▸ Materials provided
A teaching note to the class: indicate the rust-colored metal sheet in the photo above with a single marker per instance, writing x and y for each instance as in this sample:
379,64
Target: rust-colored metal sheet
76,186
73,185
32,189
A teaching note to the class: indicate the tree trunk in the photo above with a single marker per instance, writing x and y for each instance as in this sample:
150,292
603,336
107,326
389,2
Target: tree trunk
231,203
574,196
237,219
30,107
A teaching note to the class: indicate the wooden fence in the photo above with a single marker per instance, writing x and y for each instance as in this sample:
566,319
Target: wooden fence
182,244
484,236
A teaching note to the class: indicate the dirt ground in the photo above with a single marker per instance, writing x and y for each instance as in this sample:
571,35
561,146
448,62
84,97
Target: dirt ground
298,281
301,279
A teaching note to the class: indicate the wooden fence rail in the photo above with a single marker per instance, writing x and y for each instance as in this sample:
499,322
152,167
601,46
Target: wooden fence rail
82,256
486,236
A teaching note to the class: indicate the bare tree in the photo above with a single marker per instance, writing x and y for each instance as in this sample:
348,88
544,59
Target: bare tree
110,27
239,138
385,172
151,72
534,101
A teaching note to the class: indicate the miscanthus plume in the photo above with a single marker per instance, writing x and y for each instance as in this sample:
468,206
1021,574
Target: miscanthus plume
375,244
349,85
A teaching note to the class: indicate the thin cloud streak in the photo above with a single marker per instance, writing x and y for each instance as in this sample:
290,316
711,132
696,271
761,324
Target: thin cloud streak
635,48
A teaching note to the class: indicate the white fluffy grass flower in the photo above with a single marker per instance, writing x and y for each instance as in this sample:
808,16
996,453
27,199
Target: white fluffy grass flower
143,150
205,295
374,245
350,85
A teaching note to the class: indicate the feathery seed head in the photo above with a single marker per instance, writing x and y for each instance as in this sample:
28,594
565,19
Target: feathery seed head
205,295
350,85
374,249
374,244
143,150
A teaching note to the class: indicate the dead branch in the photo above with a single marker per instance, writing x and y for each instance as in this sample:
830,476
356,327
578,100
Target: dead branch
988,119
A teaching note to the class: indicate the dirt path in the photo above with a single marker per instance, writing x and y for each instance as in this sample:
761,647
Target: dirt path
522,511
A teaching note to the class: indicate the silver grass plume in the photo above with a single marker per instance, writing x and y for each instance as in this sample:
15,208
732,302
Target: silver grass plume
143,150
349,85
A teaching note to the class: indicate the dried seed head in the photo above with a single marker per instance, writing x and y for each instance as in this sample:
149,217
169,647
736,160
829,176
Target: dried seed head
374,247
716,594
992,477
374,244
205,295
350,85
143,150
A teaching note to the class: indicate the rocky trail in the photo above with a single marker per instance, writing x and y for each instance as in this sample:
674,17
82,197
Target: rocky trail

▸ Work to be completed
Every entry must be duplicated exactly as it was written.

▸ Task solution
A teaching note to the class: indicate the rust-colored metal sheet in the photo above with a single marker per instance, writing x and y for each instance as in this sample:
379,64
Target: rust-colored metal sheet
76,186
73,185
32,189
A teaching note to the class: indicate the tree trunk in the photo above with a single marker per instance, writing x and y for each instance as in this sample:
150,292
603,336
107,326
389,2
Target: tree trunk
231,203
574,196
237,219
30,107
A teaching note to the class: indicate the wooden fence in the photo above with a single marker per instance, writing x and y for each instance as in this sample:
566,319
Target: wooden fence
182,244
484,236
A teaching note to the class: indicate the dirt ground in the photo above with a single marker per instance, writing x and y for each instance as in this sample:
571,35
561,146
448,62
84,97
Target: dirt ground
298,281
301,279
A teaching note to the class: indicate the wooden fence rail in the photo above with a single marker per instance, writing x and y for each instance as in this sample:
499,322
152,167
601,46
Target: wooden fence rail
82,256
486,236
A teaching note to the class: indicate the bare tree in the photo above with a single marker per instance, writing x and y for each instance as in this sample:
348,88
544,59
Target: bare tree
110,27
239,138
385,172
151,72
534,101
A teaching note to the class: indicate the miscanthus plume in the photo above with a single marker per instance, writing x and y for each instance as in this sample:
468,206
1021,574
Target: miscanthus plume
375,244
349,85
A teaching note to the class: indicate the thin cloud streak in the photo above with a single marker per instance, writing x and y for each instance as in this sample:
290,316
711,132
696,271
761,324
Target: thin cloud streak
635,48
A teaching note to the class: indicate the white fluffy grass flower in the photo above with a single marker per instance, writing x and y for each instance as in this sample:
808,16
996,453
27,199
Target: white fluffy grass flower
143,150
205,295
374,245
350,85
A teaching note to the class: indicate the feathery seed head in the photo above with a single marker per instance, writing x and y for each instance as in this sample:
28,594
565,19
Target: feathery seed head
205,295
350,85
374,249
374,244
143,150
A teaching note to the class: indicate the dead branch in the photo above with a single marker per instance, writing x and y for each instance as in this sample:
830,476
356,327
578,100
Target: dead branch
988,119
A teaching note to the class: indicate the dirt path in the photo above with a single marker per instance, writing x and y for each instance as in this sample:
761,647
Target: dirt path
522,511
A teaching note to the class: indicate the silver grass plume in the photo above with a single marker per instance, writing x and y for each instance as in this sample:
15,208
732,302
Target: silver grass plume
143,150
349,85
A teaching note to the class: indicate the dried seed head in the photo above with a single marker per instance, writing x and y for each instance as in this sample:
149,217
169,647
736,160
829,176
Target: dried seed head
374,247
716,594
992,477
374,244
205,295
350,85
143,150
A teaching note to the class: indicate the rocky trail in the photo above with a single marker per instance, writing x and y for each instance as in this sample:
674,17
82,197
Target: rocky trail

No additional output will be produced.